## STUDY TEXT

There is significant peer-reviewed evidence documenting the impacts of genetically modified organisms on health and biodiversity, as well as research on the health and environmental benefits of organically managed farmland. There are alternatives to genetically engineered crops that promote dependence on chemical fertilizers and pesticides in industrial monoculture agriculture. Organic systems can compete, and even outpace, conventional systems after a transition period, including corn and soybean fields, as documented in recent research published by USDA researchers in Ames, Iowa. Therefore, labeling at the consumer level should be clear enough for consumers to identify products produced with genetically engineered ingredients and weigh their costs and benefits against organic alternatives.

Letter to USDA

After a 2024 decision by the U.S. District Court for the Northern District of California overturning rules issued under the first Trump administration that, according to the Center for Food Safety (CFS), “practically eliminate oversight of novel GE technology and instead let industry self-regulate,” the United States Court of Appeals for the Ninth Circuit ruled in October for the plaintiffs on providing general public access to information on genetically engineered products. The decision overturns a 2016 U.S. Department of Agriculture (USDA) rule permitting the use of a “QR code” or smartphone labeling for food products made with genetically modified organisms. However, missing from the court’s decision is direction to clarify the use of the misleading term “bioengineered.” Given the general public’s understanding of the common usage of “genetically engineered” or “genetically modified,” I request that USDA require the use of more generally understood terms on product labels. 

While the court decision takes an important step towards transparency by requiring labeling revealing “bioengineered” ingredients, the failure to require the use of terms readily understood by consumers—“genetically engineered” or “genetically modified” (or “GMO”)—falls short of full disclosure. In the disclosure law, the term “bioengineering” refers to a food that has been genetically modified in a way that could not be obtained through conventional breeding or found in nature, the same as the meaning of terms genetically engineered, genetically modified organism, and GMO, that have been used consistently by USDA’s Agricultural Marketing Service (AMS) in National Organic Program regulations and communications.

## TASK 1
According to the text on GMO food labeling, what did the 2016 USDA rule that the court decision overturns permit?
## TASK 2
Sum up the text on GMO food labeling in two sentences.
## TASK 3
Write the next paragraph of the text on GMO food labeling, starting after its last sentence.

## EXCERPTED DATA
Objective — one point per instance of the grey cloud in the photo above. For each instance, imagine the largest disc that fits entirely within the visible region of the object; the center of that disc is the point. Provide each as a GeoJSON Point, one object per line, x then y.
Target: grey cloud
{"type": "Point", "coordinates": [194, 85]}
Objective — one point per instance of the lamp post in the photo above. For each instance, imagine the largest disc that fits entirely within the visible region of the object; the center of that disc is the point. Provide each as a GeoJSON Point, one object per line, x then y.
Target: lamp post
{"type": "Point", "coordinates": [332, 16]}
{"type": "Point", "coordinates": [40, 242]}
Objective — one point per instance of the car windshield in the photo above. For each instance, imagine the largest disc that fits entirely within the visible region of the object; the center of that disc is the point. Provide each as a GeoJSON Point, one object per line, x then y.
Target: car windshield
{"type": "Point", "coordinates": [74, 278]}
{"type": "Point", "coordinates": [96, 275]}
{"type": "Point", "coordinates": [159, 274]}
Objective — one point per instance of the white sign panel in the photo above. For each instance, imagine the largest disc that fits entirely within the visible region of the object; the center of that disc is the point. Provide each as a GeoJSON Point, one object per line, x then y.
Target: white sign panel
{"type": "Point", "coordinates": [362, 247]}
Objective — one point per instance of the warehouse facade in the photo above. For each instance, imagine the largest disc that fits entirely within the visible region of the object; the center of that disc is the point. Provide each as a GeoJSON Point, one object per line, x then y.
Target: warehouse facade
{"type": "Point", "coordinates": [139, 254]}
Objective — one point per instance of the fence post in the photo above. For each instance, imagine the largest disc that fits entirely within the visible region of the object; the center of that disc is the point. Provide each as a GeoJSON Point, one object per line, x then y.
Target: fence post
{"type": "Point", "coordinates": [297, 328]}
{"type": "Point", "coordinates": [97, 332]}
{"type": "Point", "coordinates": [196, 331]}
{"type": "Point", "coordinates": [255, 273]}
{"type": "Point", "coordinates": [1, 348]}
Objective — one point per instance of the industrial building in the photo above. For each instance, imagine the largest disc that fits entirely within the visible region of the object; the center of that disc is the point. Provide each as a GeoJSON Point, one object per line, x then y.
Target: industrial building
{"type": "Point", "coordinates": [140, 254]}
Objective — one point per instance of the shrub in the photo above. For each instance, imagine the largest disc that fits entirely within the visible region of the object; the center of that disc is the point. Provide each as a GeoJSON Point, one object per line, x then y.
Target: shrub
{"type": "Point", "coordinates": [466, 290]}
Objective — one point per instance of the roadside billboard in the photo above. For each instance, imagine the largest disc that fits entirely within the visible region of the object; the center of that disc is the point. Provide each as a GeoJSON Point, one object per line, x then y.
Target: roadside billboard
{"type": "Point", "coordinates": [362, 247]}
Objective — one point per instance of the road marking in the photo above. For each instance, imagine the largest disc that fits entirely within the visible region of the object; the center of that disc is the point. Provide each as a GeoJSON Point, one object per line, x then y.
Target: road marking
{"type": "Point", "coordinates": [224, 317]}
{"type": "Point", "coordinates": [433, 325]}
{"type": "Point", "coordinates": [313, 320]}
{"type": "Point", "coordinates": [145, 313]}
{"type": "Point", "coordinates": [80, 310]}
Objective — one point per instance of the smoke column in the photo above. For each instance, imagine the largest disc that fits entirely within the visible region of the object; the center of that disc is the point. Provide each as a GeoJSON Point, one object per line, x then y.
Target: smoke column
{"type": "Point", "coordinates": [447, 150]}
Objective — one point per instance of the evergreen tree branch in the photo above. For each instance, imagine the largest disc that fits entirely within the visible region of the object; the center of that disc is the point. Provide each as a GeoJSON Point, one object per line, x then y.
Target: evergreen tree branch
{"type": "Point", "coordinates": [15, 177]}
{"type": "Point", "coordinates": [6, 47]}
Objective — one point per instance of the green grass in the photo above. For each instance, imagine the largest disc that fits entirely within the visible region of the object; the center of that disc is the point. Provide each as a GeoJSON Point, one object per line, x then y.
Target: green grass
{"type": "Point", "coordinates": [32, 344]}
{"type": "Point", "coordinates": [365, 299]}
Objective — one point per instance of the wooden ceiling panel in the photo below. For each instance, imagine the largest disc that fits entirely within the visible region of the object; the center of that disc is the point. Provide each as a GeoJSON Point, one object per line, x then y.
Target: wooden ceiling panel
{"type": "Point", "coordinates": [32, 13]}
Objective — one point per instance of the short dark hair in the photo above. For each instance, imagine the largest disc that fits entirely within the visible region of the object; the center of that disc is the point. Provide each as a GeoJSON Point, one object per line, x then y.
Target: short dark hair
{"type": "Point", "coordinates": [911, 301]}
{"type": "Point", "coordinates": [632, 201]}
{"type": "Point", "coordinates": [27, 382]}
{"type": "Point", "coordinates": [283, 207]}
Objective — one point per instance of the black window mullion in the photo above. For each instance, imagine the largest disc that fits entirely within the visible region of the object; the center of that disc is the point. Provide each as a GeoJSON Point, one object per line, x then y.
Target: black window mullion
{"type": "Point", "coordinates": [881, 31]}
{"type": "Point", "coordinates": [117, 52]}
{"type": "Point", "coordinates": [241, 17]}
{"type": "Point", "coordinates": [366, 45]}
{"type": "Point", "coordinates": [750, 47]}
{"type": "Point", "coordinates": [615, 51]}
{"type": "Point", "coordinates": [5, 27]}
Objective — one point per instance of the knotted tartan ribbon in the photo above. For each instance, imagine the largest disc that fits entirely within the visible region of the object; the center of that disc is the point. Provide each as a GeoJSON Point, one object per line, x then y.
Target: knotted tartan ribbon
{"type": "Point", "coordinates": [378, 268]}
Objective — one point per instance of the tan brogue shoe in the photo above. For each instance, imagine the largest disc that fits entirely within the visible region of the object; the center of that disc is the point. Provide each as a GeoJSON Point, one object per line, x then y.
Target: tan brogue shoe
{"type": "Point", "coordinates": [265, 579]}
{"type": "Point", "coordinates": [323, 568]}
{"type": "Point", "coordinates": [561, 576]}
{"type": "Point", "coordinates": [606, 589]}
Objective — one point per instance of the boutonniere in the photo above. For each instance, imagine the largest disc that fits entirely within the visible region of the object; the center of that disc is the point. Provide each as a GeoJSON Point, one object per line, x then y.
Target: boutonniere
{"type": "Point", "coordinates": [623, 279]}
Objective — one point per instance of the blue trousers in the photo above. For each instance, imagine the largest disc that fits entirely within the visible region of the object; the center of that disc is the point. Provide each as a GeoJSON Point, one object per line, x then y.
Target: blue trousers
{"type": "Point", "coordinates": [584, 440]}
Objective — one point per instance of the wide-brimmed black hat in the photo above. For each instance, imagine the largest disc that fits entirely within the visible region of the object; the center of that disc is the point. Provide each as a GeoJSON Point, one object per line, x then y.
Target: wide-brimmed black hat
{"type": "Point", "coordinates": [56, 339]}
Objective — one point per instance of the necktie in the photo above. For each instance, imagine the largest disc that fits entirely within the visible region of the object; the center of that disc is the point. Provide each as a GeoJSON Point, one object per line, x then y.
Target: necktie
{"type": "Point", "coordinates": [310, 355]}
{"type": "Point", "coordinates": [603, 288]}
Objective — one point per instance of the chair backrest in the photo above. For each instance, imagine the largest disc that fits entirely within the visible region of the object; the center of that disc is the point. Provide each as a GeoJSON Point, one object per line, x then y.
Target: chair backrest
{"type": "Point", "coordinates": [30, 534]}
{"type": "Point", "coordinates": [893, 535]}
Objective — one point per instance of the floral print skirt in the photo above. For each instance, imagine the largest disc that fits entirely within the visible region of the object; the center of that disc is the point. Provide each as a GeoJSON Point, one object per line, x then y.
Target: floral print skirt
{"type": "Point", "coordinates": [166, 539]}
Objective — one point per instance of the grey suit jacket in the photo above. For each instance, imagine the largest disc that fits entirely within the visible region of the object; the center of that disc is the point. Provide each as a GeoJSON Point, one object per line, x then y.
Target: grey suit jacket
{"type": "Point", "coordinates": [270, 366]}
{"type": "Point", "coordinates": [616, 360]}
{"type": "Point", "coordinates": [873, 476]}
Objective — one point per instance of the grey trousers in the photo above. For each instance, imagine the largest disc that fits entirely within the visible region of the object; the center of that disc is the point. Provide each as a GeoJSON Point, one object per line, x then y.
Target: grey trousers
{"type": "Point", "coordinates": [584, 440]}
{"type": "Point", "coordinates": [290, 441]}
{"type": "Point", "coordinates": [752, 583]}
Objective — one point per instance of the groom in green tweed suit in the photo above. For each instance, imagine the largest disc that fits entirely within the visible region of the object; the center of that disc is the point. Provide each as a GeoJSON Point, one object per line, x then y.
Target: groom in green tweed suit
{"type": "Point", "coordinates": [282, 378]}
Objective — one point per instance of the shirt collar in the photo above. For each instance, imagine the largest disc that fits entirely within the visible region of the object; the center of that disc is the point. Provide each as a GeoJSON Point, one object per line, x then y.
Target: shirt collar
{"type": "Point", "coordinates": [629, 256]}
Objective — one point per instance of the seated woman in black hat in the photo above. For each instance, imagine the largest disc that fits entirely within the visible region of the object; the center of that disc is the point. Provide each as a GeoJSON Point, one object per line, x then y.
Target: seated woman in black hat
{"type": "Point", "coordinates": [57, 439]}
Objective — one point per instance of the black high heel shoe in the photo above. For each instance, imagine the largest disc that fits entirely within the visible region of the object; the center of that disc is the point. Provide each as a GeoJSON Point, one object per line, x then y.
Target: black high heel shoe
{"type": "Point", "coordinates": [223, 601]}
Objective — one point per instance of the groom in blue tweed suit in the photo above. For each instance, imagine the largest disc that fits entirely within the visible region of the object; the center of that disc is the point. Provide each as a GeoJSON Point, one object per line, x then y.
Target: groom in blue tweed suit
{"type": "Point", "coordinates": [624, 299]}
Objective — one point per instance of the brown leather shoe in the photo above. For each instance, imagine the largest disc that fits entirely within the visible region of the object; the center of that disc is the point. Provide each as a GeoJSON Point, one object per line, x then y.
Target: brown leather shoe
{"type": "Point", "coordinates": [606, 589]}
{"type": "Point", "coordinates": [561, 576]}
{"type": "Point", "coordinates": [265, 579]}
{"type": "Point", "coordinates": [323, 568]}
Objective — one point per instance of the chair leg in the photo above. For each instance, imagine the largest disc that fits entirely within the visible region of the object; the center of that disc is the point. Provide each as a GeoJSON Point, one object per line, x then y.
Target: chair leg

## OUTPUT 1
It permitted the use of a "QR code" or smartphone labeling for food products made with genetically modified organisms.

## OUTPUT 2
The text argues that organic farming offers an alternative to genetically engineered crops, so labels should be clear enough for consumers to identify products made with genetically engineered ingredients. It notes that an October Ninth Circuit ruling overturned a 2016 USDA rule allowing QR code or smartphone labeling, and it asks USDA to require the more widely understood terms "genetically engineered" or "genetically modified" instead of "bioengineered."

## OUTPUT 3
In USDA regulations:

The definition of “bioengineering” must include all forms of genetic engineering, including newer forms like CRISPR and RNA interference (RNAi). Definitions should be compatible with those recommended by the National Organic Standards Board.

Each GE ingredient must be identified, including highly refined GE sugars and oils and processed corn and soy ingredients. Even if they are so highly processed that the GE ingredients are present only at undetectable levels in the final product, they are still GE foods.  

GE ingredients must be identified on product labels, or product shelves in the case of raw foods. All products required to label ingredients should include identification of GE ingredients on the label.

There is significant peer-reviewed evidence documenting the impacts of genetically modified organisms on health and biodiversity, as well as research on the health and environmental benefits of organically managed farmland. There are alternatives to genetically engineered crops that promote dependence on chemical fertilizers and pesticides in industrial monoculture agriculture. Organic systems can compete, and even outpace, conventional systems after a transition period, including corn and soybean fields, as documented in recent research published by USDA researchers in Ames, Iowa. Therefore, labeling at the consumer level should be clear enough for consumers to identify products produced with genetically engineered ingredients and weigh their costs and benefits against organic alternatives.

Please adopt regulations that require the use of more generally understood terms—“genetically engineered” or “genetically modified” (or “GMO”)—on product labels.

Thank you.

All unattributed positions and opinions in this piece are those of Beyond Pesticides.